(EXTRACTED TEXT Opens)

120. "She Covered Him With a Mantle"
"She Covered Him With a Mantle"
"AND Jael went out to meet Sisera, and said unto him. Turn in, my lord, turn in to me; fear not. And when he had turned in unto her into the tent, she covered him with a mantle." This is very, very difficult for a Western mind to understand. In imagination let us make a visit to the camp of some Bedouins and learn of their strange manners and customs and something of their strange way of thinking and doing things. To these people nothing would be more natural than Jael’s action. We must remember two things. First, there is an unwritten law, yet one that even the most unprincipled would never dare violate, the duty of entertaining strangers. You could not possibly pass an encampment of Bedouins without their coming out and inviting you in to rest and using almost the same words, to you as used by Jael, "Come in, my lord, come in and rest."
Secondly, no strange man is ever permitted to enter the woman’s part of the tent. They have another unwritten law that such an offender is worthy of death, and any relative of the woman is obliged to carry this law into execution.
If a woman allowed a stranger to enter the woman’s part of the tent, she, too, would be worthy of death. In Judges 4:1-24, we are told that Sisera was escaping when he passed Jael’s tent. She, with true hospitality, invited him to come in and rest. She, of course, expected him to enter the men’s or public part of the tent only, as any man would do. Sisera wanted a good hiding place, and of course, no place could be safer than the woman’s part of the tent for no Israelite would intrude there. Jael was not a Jewess, but a Kenite.

(EXTRACTED TEXT Closes)

EXERCISE 1: From the scripture quotation that opens the passage about Jael and Sisera, list each action Jael performs.
EXERCISE 2: Write the next part of the passage about Jael and Sisera, continuing after its final sentence.

(DATA FOR REVIEW Opens)

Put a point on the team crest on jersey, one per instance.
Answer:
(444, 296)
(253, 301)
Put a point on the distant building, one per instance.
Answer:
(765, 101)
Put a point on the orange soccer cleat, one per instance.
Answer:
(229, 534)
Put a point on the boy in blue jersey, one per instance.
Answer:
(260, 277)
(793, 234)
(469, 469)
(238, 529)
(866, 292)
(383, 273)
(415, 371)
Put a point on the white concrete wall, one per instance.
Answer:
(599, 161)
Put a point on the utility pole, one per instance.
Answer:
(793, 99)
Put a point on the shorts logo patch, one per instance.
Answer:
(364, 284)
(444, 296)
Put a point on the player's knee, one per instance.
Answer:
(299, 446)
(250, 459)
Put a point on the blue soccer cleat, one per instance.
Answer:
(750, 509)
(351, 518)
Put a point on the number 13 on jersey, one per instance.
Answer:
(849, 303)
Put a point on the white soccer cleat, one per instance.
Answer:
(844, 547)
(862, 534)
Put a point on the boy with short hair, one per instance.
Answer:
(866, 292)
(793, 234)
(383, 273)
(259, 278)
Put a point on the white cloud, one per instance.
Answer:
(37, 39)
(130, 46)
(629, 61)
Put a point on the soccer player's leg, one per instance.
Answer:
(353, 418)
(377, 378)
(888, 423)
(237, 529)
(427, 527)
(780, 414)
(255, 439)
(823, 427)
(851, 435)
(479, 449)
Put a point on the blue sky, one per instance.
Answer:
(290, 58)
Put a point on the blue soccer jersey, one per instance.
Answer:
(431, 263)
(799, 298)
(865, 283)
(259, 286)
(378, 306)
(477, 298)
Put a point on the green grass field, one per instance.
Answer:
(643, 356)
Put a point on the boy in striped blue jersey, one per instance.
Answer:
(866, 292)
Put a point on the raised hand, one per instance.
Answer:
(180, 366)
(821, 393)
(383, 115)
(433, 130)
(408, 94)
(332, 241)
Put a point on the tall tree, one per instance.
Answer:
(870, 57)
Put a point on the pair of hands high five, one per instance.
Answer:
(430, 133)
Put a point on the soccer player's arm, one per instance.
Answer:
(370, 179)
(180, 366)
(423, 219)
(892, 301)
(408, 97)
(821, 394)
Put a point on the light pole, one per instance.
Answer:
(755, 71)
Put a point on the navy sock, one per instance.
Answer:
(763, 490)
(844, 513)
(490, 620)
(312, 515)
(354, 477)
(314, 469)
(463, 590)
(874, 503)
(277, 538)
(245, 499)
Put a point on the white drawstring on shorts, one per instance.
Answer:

(DATA FOR REVIEW Closes)

WRITTEN RESPONSE 1:
- She went out to meet Sisera.
- She said to him, "Turn in, my lord, turn in to me; fear not."
- She covered him with a mantle.

WRITTEN RESPONSE 2:
He, no doubt, pushed his way into the woman’s section of the tent against Jael’s wishes, for entering here was the greatest insult and exposed her to dishonor and also death. She is placed in an exceedingly hard position. If she ordered him to leave, he would likely have killed her to save his own life, while to allow him to stay, would have exposed her to the anger of her husband, who would at once condemn her as unfaithful, and stone her to death as the common law provided.
She decided she must protect herself, and when he fell asleep, she pinned him to the ground with the tent pins. She knew well how to use tent pins, for the women take down and put up the tents.
We are told that she gave him milk to drink when he asked for water. Water is scarce in that dry country and they would have goat’s milk to drink, probably sour milk, leben, which is very refreshing.
Jael is called blessed in Judges 5:24, not because she committed murder, but because while defending her own character and her life too, she was ridding the Israelites of a very cruel tyrant.
Judges 4:3 says, "he mightily oppressed the children of Israel." The atrocities at which these words plainly hint are all known to Jael. Again and again she has been appalled by the tale. And here is the one man from whose planning brain and fearful will the whole have sprung. He is on the way to Hazor, Jabin’s capital, where fresh forces await him. After rest he will go on and renew the conflict.
We do not need to be Israelites to feel the gratitude that glows in the word, "Blessed above women shall Jael the wife of Heber the Kenite be, blessed shall she be above women in the tent" (Judges 5:24).